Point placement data
## start
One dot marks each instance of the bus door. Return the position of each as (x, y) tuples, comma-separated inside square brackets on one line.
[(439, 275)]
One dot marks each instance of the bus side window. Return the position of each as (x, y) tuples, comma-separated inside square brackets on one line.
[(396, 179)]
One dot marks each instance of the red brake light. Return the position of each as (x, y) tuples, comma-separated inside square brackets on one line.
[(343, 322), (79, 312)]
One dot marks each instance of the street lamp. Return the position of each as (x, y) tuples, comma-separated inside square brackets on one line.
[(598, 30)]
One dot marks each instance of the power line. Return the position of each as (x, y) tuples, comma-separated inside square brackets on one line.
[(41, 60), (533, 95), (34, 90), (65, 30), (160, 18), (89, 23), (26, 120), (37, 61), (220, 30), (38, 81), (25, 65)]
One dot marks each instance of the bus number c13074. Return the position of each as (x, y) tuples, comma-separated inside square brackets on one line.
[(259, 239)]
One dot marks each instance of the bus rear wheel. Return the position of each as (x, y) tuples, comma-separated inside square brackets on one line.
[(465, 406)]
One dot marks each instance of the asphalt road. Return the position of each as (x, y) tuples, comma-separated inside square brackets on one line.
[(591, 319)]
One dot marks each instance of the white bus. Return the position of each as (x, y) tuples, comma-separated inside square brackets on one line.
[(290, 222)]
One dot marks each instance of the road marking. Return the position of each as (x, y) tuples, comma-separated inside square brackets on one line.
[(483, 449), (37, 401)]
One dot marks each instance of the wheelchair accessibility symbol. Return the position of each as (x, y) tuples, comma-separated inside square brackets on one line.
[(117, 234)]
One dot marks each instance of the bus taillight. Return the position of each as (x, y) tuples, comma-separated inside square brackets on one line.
## end
### Your goal
Transcribe all of the data above line for line, with no changes.

### Answer for this exercise
One dot marks each instance of the bus door. Return the position of each as (x, y) tuples, comma-separated inside square brackets on one line.
[(439, 275)]
One dot marks each instance of the bus side window. Return the position of each as (x, y) tuples, comma-separated inside square brackets on one line.
[(396, 179)]
One dot marks each instance of the red brake light. Return the position of each as (x, y) tuples, comma-separated inside square brackets on one line.
[(343, 322), (79, 312)]
One dot marks each instance of the street lamp. Return the position of each as (x, y) tuples, comma-separated inside square brackets on one line.
[(598, 30)]
One dot marks each instance of the power line. Return the position of each as (x, y) tuples, comma-separated inside square brackets on one line.
[(41, 60), (533, 95), (34, 90), (65, 30), (160, 18), (89, 23), (26, 120), (37, 61), (220, 30), (38, 81), (25, 65)]
One dot marks each instance of the bus number c13074. Return the position of each as (x, y) tuples, comma-separated inside square brackets on one line.
[(259, 239)]
One dot marks each instance of the bus rear wheel. Return the position of each as (x, y) tuples, comma-separated inside square brackets on one line.
[(465, 406)]
One dot marks each instance of the asphalt road. Return the position of each as (x, y) tuples, comma-separated inside square brackets on one line.
[(591, 319)]
One dot marks each instance of the white bus. Return the position of each as (x, y) tuples, comma-separated inside square brackets on one line.
[(290, 222)]
One dot marks each instance of the road marking. Return the position of each as (x, y) tuples, comma-separated inside square brackets on one line.
[(483, 449), (37, 401)]
One dot marks each instance of the wheelchair accessibility symbol. Return the position of each as (x, y) tuples, comma-separated inside square brackets on one line.
[(117, 234)]
One dot marks each instance of the bus taillight. Return the position of each as (x, y) tuples, comma-separated inside square brackets on one line.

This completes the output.